((

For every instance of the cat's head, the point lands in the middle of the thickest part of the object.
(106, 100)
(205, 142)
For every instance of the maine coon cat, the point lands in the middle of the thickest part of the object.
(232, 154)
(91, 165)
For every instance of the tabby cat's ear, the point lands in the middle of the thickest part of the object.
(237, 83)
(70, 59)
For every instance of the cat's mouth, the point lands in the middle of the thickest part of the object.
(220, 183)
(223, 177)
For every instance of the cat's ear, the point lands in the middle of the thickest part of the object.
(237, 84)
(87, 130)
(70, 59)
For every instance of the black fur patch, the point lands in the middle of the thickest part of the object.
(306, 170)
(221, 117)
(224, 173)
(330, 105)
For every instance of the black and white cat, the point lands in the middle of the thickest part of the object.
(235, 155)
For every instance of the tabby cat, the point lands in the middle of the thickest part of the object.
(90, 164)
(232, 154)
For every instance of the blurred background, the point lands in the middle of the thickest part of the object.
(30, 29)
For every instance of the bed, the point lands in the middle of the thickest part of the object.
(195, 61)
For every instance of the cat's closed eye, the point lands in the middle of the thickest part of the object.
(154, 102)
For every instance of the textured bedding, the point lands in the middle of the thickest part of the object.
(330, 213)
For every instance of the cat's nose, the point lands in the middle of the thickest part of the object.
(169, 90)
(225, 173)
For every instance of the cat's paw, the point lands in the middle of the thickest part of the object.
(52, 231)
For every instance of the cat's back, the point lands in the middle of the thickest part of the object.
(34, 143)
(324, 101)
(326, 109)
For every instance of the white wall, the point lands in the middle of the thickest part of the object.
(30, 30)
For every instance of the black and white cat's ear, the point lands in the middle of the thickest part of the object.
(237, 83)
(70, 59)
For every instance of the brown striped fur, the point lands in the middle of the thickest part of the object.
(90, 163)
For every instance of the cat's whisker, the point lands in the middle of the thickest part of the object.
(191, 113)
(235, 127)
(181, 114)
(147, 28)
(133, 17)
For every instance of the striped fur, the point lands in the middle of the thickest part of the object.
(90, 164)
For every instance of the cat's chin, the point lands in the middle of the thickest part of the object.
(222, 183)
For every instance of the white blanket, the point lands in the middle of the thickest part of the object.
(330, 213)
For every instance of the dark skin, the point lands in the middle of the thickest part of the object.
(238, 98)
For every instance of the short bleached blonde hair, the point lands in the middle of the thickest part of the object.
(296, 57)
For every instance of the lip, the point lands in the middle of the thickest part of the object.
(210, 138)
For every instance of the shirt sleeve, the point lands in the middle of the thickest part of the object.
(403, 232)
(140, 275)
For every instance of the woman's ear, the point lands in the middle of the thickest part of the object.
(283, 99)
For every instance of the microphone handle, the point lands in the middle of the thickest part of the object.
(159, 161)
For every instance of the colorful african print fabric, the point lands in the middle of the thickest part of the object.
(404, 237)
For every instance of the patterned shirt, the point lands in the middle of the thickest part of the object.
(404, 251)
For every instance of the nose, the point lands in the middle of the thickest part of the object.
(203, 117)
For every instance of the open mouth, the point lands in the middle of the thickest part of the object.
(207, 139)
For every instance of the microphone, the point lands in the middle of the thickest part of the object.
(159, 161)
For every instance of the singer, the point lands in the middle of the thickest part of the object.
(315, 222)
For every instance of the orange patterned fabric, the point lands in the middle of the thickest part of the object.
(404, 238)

))

» **BRIEF**: Copy down the whole of the data above, matching it exactly.

» **SOLUTION FOR THIS EXERCISE**:
For every instance of the cat's head, the point lands in the middle of the thickest part of the object.
(106, 100)
(205, 142)
For every instance of the maine coon cat, the point lands in the middle of the thickest part of the object.
(232, 154)
(91, 165)
For every instance of the tabby cat's ear, the point lands in the middle of the thickest part of the object.
(237, 83)
(70, 59)
For every instance of the cat's mouth, the point lands in the middle of the thickest part of the object.
(220, 183)
(223, 177)
For every instance of the cat's ear, the point lands in the middle of the thickest part of the object.
(237, 84)
(87, 130)
(70, 59)
For every instance of the black fur patch, the point lands in the middle of the thickest part of the object.
(306, 170)
(221, 117)
(224, 173)
(330, 105)
For every instance of the black and white cat, the point lands in the middle of the thickest part of the object.
(235, 155)
For every instance of the tabby cat, the point lands in the middle of the thickest part of the object.
(90, 164)
(232, 154)
For every instance of the blurred background, the point lands in the middle of the thickest part of the object.
(30, 29)
For every instance of the bed, the point lands in the middle of the thickest part of the object.
(195, 61)
For every instance of the cat's closed eye, the point lands in the middle of the thickest part of the object.
(154, 102)
For every instance of the textured bedding, the point lands in the middle of the thickest part of the object.
(330, 213)
For every instance of the cat's nose, the point lands in the middle of the thickest part of the object.
(169, 90)
(225, 173)
For every instance of the cat's paw, the point lands in the middle of the thickest part of the object.
(52, 231)
For every instance of the cat's back, the point lands in the middle of the thickest part of the object.
(34, 143)
(324, 101)
(326, 109)
For every instance of the white wall, the point lands in the middle of the thickest part of the object.
(30, 30)
For every instance of the black and white cat's ear, the point lands in the middle of the thickest part of the object.
(237, 83)
(70, 59)
For every instance of the brown striped fur, the point lands in the middle of the thickest part of the object.
(90, 163)
For every instance of the cat's whisker, the point lands in the middle of the thickest part of the object.
(191, 113)
(235, 127)
(181, 114)
(147, 28)
(133, 17)
For every instance of the striped fur, the point lands in the middle of the thickest part of the object.
(90, 164)
For every instance of the cat's chin, the point lands in the middle of the thickest part of the object.
(222, 183)
For every instance of the white blanket, the point lands in the middle of the thickest part of the object.
(330, 213)
For every instance of the dark skin, the point lands in the middle of the thickest part of the object.
(238, 98)
For every instance of the short bleached blonde hair, the point lands in the middle of the thickest part of the object.
(296, 57)
For every instance of the lip, the point lands in the middle of the thickest part of the object.
(210, 138)
For every instance of the shirt sleeve, the point lands in the middle of the thickest part of the object.
(403, 232)
(140, 275)
For every instance of the woman's ear, the point lands in the middle of the thickest part of the object.
(283, 99)
For every instance of the microphone handle, the point lands in the middle of the thickest part of the object.
(159, 161)
For every instance of the colorful african print fabric, the point lands in the middle of the thickest part of the object.
(404, 237)
For every instance of the patterned shirt, the point lands in the middle of the thickest part of the object.
(404, 251)
For every instance of the nose, the point lands in the middle of the thickest part of the object.
(203, 117)
For every instance of the open mouth, the point lands in the middle of the thickest part of the object.
(207, 139)
For every instance of the microphone, the point lands in the middle of the thickest part of the object.
(159, 161)
For every instance of the singer, the point lands in the middle of the thickest part of the object.
(315, 222)
For every instance of the orange patterned fabric, the point lands in the middle of the thickest part of the object.
(404, 238)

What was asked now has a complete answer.